* [EXERCISE DETAILS]:
Pick up the article below on the Alabama Supreme Court's frozen embryo ruling and continue it from its last sentence.

Alabama Supreme Court Holds Frozen Embryos Are Children Under Wrongful Death Statute
- February 23, 2024
The Alabama Supreme Court held February 16 that frozen embryos are “extrauterine children” under the state’s Wrongful Death of a Minor Act (Act) in a decision sparking widespread concerns about the implications for fertility treatments in the state.
The consolidated action was brought by several couples (plaintiffs) who went to the Center for Reproductive Medicine, P.C. (Center) for in vitro fertilization (IVF). Embryos that were not implanted were stored within the same building as a local hospital. In December 2020, a hospital patient wandered into the Center’s fertility clinic and cryogenic nursery, removing the frozen embryos and dropping them when the subzero temperatures freeze-burned the patient’s hand.
Plaintiffs sued the Center and hospital under the Act, which allows parents of a deceased child to recover damages in a civil action for their child’s death. The trial court dismissed the actions, finding the frozen embryos did not fit the definition of a “person” or “child” under the Act.

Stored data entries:

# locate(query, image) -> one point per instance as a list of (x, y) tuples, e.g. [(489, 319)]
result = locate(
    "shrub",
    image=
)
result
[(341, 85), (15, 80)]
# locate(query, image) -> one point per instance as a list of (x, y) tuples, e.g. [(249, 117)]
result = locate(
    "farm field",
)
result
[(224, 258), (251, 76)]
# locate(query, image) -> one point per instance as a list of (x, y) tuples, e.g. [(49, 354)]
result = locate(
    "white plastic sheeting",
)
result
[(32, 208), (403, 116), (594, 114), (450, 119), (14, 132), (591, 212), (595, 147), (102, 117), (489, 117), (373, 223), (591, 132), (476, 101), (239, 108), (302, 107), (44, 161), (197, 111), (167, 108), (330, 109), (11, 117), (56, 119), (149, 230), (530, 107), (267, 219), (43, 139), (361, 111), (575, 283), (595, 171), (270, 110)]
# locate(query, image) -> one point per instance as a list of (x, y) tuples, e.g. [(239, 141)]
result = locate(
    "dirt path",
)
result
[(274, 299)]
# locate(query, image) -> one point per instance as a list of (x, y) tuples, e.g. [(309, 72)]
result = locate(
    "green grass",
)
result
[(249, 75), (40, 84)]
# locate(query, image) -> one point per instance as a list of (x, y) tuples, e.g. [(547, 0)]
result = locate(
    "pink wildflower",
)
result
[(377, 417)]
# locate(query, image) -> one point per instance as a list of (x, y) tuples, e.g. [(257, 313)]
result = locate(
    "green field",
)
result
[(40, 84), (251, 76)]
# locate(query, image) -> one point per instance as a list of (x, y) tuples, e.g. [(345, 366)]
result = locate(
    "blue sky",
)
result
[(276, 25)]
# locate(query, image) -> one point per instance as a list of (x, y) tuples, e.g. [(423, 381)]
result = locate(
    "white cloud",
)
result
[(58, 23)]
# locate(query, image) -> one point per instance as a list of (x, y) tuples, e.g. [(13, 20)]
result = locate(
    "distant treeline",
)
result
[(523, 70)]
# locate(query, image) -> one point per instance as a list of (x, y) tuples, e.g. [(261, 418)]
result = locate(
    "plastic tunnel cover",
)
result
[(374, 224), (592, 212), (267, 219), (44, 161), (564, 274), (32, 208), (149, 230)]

* [ANSWER TO THIS TASK]:
The Alabama Supreme Court reversed. The opinion noted that the state high court has long held that under the Act, unborn children are “children,” which is not defined under the 1872 law. The consolidated action, according to the high court, raised the question of whether the Act “contains an unwritten exception to that rule for extrauterine children” located outside of the uterus.
Answering that question in the negative, the high court held that “[u]nborn children are ‘children’ under the Act, without exception based on developmental stage, physical location, or any other ancillary characteristics."
“Nothing about the Act narrows that definition to unborn children who are physically ‘in utero.’” The high court added.
In support of its conclusion, the high court also cited a 2018 ballot initiative that added language to the Alabama Constitution affirming the state’s public policy “to ensure the protection of the rights of the unborn child.” The state has a strict abortion ban in place with limited exceptions.
Defendants argued that extrauterine embryos are not within the class of persons protected by the state’s criminal-homicide laws and therefore could not be protected under the Act. But defendants were mistaken that precedent requires “one-to-one congruity” between criminal-homicide laws and civil wrongful death statutes, the high court said.
“[E]ven if it is true, as the defendants argue, that individuals cannot be convicted of criminal homicide for causing the death of extrauterine embryos (a question we have no occasion to reach), it would not follow that they must also be immune from civil liability for the same conduct,” the high court wrote.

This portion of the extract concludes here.